(Collection entries)
***

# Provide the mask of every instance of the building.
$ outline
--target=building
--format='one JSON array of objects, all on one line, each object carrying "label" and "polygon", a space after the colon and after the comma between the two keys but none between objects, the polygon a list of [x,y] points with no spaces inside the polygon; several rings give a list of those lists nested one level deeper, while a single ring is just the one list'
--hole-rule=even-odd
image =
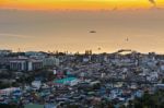
[{"label": "building", "polygon": [[35,71],[43,68],[42,60],[17,58],[10,61],[10,70],[13,71]]},{"label": "building", "polygon": [[0,50],[0,57],[8,56],[12,53],[12,50]]},{"label": "building", "polygon": [[27,71],[35,71],[43,69],[43,60],[31,59],[27,62]]},{"label": "building", "polygon": [[44,67],[59,65],[59,59],[56,57],[47,57],[43,59]]}]

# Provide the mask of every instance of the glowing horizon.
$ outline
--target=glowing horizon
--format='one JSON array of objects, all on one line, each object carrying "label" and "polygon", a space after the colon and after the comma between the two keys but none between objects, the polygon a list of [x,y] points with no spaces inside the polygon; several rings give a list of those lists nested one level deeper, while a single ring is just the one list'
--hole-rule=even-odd
[{"label": "glowing horizon", "polygon": [[[157,8],[164,7],[156,0]],[[21,10],[114,10],[149,9],[154,7],[149,0],[0,0],[1,9]]]}]

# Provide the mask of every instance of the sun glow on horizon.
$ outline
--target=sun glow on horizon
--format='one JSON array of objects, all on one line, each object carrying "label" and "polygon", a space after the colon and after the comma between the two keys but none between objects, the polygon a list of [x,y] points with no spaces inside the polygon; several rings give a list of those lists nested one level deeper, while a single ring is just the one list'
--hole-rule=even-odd
[{"label": "sun glow on horizon", "polygon": [[[156,0],[156,5],[164,7],[164,1]],[[115,10],[152,7],[149,0],[0,0],[2,9],[23,10]]]}]

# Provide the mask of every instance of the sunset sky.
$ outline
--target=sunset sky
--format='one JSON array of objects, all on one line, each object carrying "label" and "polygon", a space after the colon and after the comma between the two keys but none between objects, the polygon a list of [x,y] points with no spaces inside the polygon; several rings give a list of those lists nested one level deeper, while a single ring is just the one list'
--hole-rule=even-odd
[{"label": "sunset sky", "polygon": [[164,53],[163,8],[164,0],[0,0],[0,49]]},{"label": "sunset sky", "polygon": [[[25,10],[112,10],[150,8],[164,5],[164,0],[0,0],[2,8]],[[153,4],[154,3],[154,4]]]}]

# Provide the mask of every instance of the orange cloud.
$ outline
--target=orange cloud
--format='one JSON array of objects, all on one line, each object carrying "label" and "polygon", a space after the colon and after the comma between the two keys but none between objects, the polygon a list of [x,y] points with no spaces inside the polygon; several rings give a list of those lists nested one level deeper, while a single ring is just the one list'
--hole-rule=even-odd
[{"label": "orange cloud", "polygon": [[[149,0],[0,0],[2,8],[27,10],[110,10],[151,8]],[[164,1],[157,0],[156,5],[163,7]]]}]

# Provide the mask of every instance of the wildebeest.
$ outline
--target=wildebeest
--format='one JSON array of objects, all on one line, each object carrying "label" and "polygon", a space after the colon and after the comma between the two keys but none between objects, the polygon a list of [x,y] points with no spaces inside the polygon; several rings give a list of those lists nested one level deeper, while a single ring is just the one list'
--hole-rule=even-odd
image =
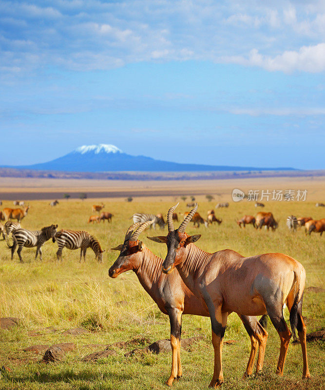
[{"label": "wildebeest", "polygon": [[315,233],[320,233],[321,235],[322,235],[323,232],[325,232],[325,218],[318,221],[315,221],[310,224],[308,233],[310,234],[312,232],[315,232]]},{"label": "wildebeest", "polygon": [[[230,249],[208,253],[194,243],[200,234],[190,236],[185,232],[197,205],[176,230],[170,216],[175,207],[168,212],[167,236],[148,238],[167,245],[167,254],[161,266],[163,272],[169,274],[176,267],[186,285],[202,297],[208,307],[214,350],[214,370],[210,387],[216,388],[224,381],[223,338],[228,317],[233,312],[239,315],[268,314],[280,339],[276,369],[279,375],[283,375],[290,339],[292,335],[296,338],[297,329],[303,353],[303,378],[309,378],[306,328],[302,313],[306,279],[302,265],[282,253],[247,257]],[[291,332],[283,315],[285,303],[290,313]],[[267,333],[263,331],[261,339],[266,343]],[[259,370],[258,367],[257,372]]]},{"label": "wildebeest", "polygon": [[211,225],[212,222],[216,222],[218,225],[220,225],[222,222],[222,219],[218,219],[214,214],[209,214],[208,215],[208,222]]},{"label": "wildebeest", "polygon": [[218,204],[215,206],[216,209],[219,209],[220,207],[229,207],[229,203],[228,202],[226,202],[224,203],[218,203]]},{"label": "wildebeest", "polygon": [[238,221],[235,219],[235,221],[240,228],[242,227],[242,224],[243,225],[243,227],[245,228],[246,225],[249,225],[249,224],[251,224],[254,228],[256,228],[255,219],[253,215],[244,215]]},{"label": "wildebeest", "polygon": [[272,213],[265,213],[262,211],[256,214],[255,224],[256,229],[259,228],[262,229],[262,227],[264,226],[267,227],[268,230],[269,228],[271,228],[273,231],[279,226]]},{"label": "wildebeest", "polygon": [[300,216],[297,218],[297,222],[299,226],[305,226],[305,224],[312,219],[311,216]]},{"label": "wildebeest", "polygon": [[99,222],[99,215],[91,215],[89,217],[89,219],[88,219],[88,223],[92,222],[93,224],[94,224],[94,222]]},{"label": "wildebeest", "polygon": [[99,213],[100,210],[102,210],[102,209],[103,209],[105,205],[102,202],[100,205],[93,204],[92,206],[92,210],[93,213],[96,213],[97,212]]},{"label": "wildebeest", "polygon": [[102,212],[100,213],[100,215],[99,216],[98,222],[102,221],[103,222],[105,222],[105,220],[107,219],[107,222],[109,223],[110,222],[112,222],[112,216],[114,216],[114,215],[110,213],[108,213],[107,211],[102,211]]},{"label": "wildebeest", "polygon": [[[184,216],[186,217],[187,215],[188,215],[189,214],[189,212],[186,212],[184,213]],[[200,223],[204,223],[204,226],[206,228],[207,228],[209,226],[209,223],[206,219],[202,218],[201,215],[199,214],[198,213],[195,213],[195,214],[193,215],[193,217],[191,219],[191,222],[193,222],[193,224],[195,226],[195,225],[197,225],[197,227],[200,227]]]},{"label": "wildebeest", "polygon": [[21,209],[9,209],[6,208],[2,210],[2,214],[6,221],[8,219],[17,219],[19,222],[27,214],[29,206],[26,206],[23,210]]}]

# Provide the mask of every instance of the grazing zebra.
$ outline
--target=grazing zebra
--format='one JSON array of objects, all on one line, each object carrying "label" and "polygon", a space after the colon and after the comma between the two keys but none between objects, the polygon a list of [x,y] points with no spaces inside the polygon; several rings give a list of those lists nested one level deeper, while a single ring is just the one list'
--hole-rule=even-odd
[{"label": "grazing zebra", "polygon": [[0,222],[0,237],[1,237],[1,234],[2,235],[2,237],[3,238],[4,240],[6,239],[6,232],[4,230],[4,226],[2,225],[2,224]]},{"label": "grazing zebra", "polygon": [[15,222],[13,221],[7,221],[4,224],[4,232],[6,234],[6,238],[9,238],[10,233],[13,233],[14,232],[18,229],[20,229],[20,224],[19,222]]},{"label": "grazing zebra", "polygon": [[294,215],[289,215],[287,218],[287,226],[289,230],[295,232],[298,226],[298,220]]},{"label": "grazing zebra", "polygon": [[86,251],[87,248],[91,248],[96,256],[96,259],[100,263],[103,261],[103,250],[100,244],[95,237],[85,231],[60,230],[53,237],[53,242],[57,241],[58,249],[57,257],[62,260],[62,251],[65,247],[68,249],[75,250],[80,248],[80,261],[83,254],[84,261],[86,261]]},{"label": "grazing zebra", "polygon": [[[153,227],[154,229],[156,228],[156,224],[158,224],[159,225],[160,229],[164,229],[165,225],[167,225],[161,214],[155,215],[154,214],[145,214],[143,213],[136,213],[132,215],[132,218],[134,223],[137,222],[144,223],[147,221],[153,220],[152,226]],[[151,229],[151,226],[152,225],[151,225],[150,229]]]},{"label": "grazing zebra", "polygon": [[22,261],[20,253],[23,247],[27,248],[33,248],[36,247],[36,255],[35,260],[37,258],[37,256],[39,253],[39,258],[42,260],[42,250],[41,246],[45,242],[53,238],[57,233],[57,225],[51,225],[50,226],[46,226],[42,228],[40,230],[35,230],[33,231],[27,230],[26,229],[18,229],[12,234],[12,239],[13,243],[12,245],[8,244],[8,247],[11,249],[11,260],[14,258],[14,253],[16,248],[18,245],[18,250],[17,253],[19,259],[21,263]]}]

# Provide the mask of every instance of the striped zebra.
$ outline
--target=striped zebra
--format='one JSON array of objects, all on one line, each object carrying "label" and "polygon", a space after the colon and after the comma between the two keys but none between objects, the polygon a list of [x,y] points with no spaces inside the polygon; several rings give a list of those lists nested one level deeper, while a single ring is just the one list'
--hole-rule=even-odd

***

> _Set exercise_
Rewrite the records from their start through the line containing "--target=building", replacing every "building" with "house" and keeping all else unchanged.

> _Solution to this task_
# Provide the mask of every instance of the house.
$ outline
--target=house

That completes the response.